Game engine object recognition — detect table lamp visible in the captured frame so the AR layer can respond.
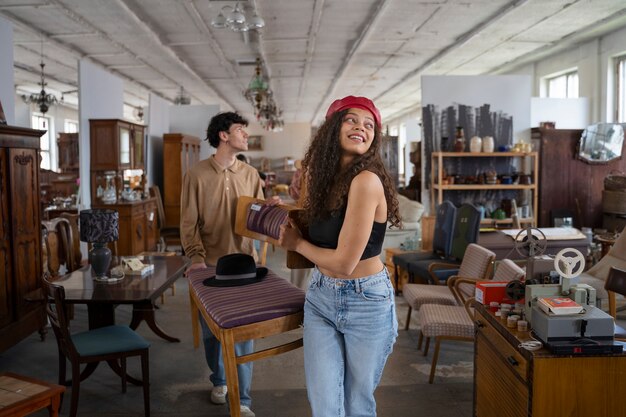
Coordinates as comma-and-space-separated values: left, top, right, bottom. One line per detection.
80, 209, 119, 280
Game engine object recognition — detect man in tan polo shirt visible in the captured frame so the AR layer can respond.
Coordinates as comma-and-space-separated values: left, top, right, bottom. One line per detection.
180, 112, 264, 417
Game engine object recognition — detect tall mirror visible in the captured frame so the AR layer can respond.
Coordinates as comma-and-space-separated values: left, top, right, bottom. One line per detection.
578, 123, 624, 164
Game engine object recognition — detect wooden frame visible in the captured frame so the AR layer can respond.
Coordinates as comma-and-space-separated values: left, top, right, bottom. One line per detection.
248, 136, 263, 151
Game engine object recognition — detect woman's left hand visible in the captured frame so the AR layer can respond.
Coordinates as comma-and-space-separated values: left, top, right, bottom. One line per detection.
278, 219, 302, 251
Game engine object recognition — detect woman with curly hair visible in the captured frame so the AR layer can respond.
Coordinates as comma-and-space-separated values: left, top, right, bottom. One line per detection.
280, 96, 400, 417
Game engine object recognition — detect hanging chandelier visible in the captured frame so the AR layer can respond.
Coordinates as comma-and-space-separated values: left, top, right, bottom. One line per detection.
22, 39, 58, 114
243, 58, 284, 131
174, 85, 191, 105
243, 58, 269, 114
211, 2, 265, 32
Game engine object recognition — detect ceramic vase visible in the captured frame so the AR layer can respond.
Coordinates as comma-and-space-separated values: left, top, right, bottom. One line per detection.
483, 136, 494, 152
470, 136, 483, 152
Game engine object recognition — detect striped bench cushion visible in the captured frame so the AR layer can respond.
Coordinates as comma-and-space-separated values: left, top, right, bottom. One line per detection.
188, 267, 304, 329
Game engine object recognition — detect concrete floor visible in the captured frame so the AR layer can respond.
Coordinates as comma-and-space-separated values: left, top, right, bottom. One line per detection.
0, 249, 473, 417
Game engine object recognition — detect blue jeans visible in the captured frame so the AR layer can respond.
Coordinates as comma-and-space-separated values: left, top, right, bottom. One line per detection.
304, 268, 398, 417
200, 315, 254, 407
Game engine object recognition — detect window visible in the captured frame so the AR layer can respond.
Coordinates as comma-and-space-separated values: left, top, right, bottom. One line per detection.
31, 114, 52, 169
547, 71, 578, 98
63, 119, 78, 133
615, 55, 626, 123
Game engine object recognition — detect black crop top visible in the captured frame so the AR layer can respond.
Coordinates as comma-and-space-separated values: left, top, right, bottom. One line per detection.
309, 210, 387, 260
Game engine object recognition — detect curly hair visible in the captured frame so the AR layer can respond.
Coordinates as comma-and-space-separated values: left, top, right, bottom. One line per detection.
204, 112, 248, 148
302, 109, 401, 227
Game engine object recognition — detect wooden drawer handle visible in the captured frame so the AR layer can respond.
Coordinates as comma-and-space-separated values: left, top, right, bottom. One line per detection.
506, 356, 519, 366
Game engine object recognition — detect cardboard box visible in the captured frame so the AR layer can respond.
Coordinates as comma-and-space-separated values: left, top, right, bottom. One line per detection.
475, 281, 519, 306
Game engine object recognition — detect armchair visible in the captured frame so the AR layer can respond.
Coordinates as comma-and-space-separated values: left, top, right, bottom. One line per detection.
402, 243, 494, 330
578, 231, 626, 307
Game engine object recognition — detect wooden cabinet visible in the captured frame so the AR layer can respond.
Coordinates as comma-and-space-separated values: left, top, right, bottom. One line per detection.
57, 133, 80, 174
0, 126, 45, 351
430, 152, 539, 225
163, 133, 200, 227
91, 198, 159, 256
89, 119, 145, 171
474, 305, 626, 417
380, 135, 404, 188
531, 128, 626, 228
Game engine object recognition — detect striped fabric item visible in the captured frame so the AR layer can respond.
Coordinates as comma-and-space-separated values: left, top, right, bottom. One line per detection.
188, 267, 304, 329
246, 204, 289, 239
419, 304, 474, 338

-----

- **What to do**
Copy every one of the records above word for word, leaving out any pictures.

- **Solution below**
Game engine object recognition — detect table lamp visible in the captured frame so the AR layer can respond.
Coordinates as comma-and-space-separated values: left, top, right, bottom. One line per detection.
80, 209, 119, 280
Game engine object recognition — detect man in tan polo shirt visible in the captured frame so the AR layer can respond.
Coordinates as comma-and-space-separated values: left, top, right, bottom. One line per detection.
180, 112, 264, 417
Game engine object recognition — detect tall mirror visible in the captured frame so the AR layer can respond.
Coordinates as comma-and-space-separated values: left, top, right, bottom. One line per detection.
578, 123, 624, 164
Game engine object recognition — detect wooden frame visible in the captured frame so the AR layer can respond.
Coordinates as comma-and-space-separated values: left, top, right, bottom. One line per detection.
248, 136, 263, 151
Game engine object recognition — detect woman's left hand visible in the captured frame so the AR layer can respond.
Coordinates as comma-and-space-separated values: left, top, right, bottom. One line per detection.
278, 219, 302, 251
Game engine object recognition — detect woman with curly hair visible in the captured frame so the AR layer can respond.
Coordinates as comma-and-space-separated values: left, top, right, bottom. One line per detection.
280, 96, 400, 417
Game engine object recognition — detect hanging chandelier visible in the captured frame so the AR layer can respond.
Coordinates as comma-and-space-separated values: left, top, right, bottom. One line per detection.
22, 39, 58, 114
243, 58, 284, 131
174, 85, 191, 105
243, 58, 269, 114
211, 2, 265, 32
Game engine object recognition — detect ceramic vase visible in the captured frame so the AR layer can respond.
Coordinates as comma-and-space-separated values: left, top, right, bottom. One line per detection.
483, 136, 494, 152
470, 136, 483, 152
Game engine object recognition — detect striped bench cushion visible in the captured frame so the AR layer can respond.
Coordinates as comma-and-space-separated values: left, top, right, bottom. One line per detection.
188, 267, 304, 329
Game engine object recognition — detect concrete floor visible in the captured frame so the AR layer can respond.
Coordinates as comma-and-space-separated values: left, top, right, bottom. One line per detection.
0, 249, 473, 417
Game engine object recognition — detect blue jeans visible in the captured frame so the AR layer can respond.
Coordinates as comma-and-space-separated values: left, top, right, bottom. One line per detection.
304, 268, 398, 417
200, 315, 254, 407
Game engine object recognition — detect window visible in the captured frame so the AR layer can respond.
Coordinates as comma-and-space-separated values: left, top, right, bottom. One line per detection.
31, 114, 52, 169
547, 71, 578, 98
63, 119, 78, 133
615, 55, 626, 123
Game engine object recognition — detect black crop top visible in the captured frame so the AR layer can respond.
Coordinates as comma-and-space-separated values: left, top, right, bottom. One line per detection.
309, 210, 387, 260
Game engine object recognition — detect curly hair visible in the captured frame so the AR layer can respond.
Coordinates as comma-and-space-separated values: left, top, right, bottom. One line per detection.
204, 112, 248, 148
302, 109, 401, 227
Game engine object recognition — detect wooden drawer handle visible in the captured frame so the AR layer can respond.
Coordinates as comma-and-space-separated values: left, top, right, bottom. One line per detection.
506, 356, 519, 366
Game engine object recognition — detect cardboard box visible in the captured frame so the AR layer can respond.
Coordinates as comma-and-space-separated values: left, top, right, bottom. One line per detection.
475, 281, 519, 306
Game engine object recognition — detect armchair visible in the captured frame so the AR layer can respond.
Coordinates as comma-and-space-separated values: left, top, right, bottom. One line per detection.
402, 243, 494, 330
578, 231, 626, 307
Game engine object recognition — detect wooden cabinet visible in the captured frame so the AR layer can respond.
Coordinates as comma-and-space-separated values: left, top, right, bottom. One line per detection.
57, 133, 80, 174
0, 126, 45, 351
430, 152, 539, 225
163, 133, 200, 227
91, 198, 159, 256
89, 119, 145, 171
474, 305, 626, 417
380, 135, 404, 188
531, 128, 626, 228
Game engine object recognition — detect striped fabric item visible in the captured frame so the AR layer can respond.
Coordinates as comma-and-space-separated values: left, top, right, bottom. One line per detection.
188, 267, 304, 329
246, 204, 289, 239
419, 304, 474, 338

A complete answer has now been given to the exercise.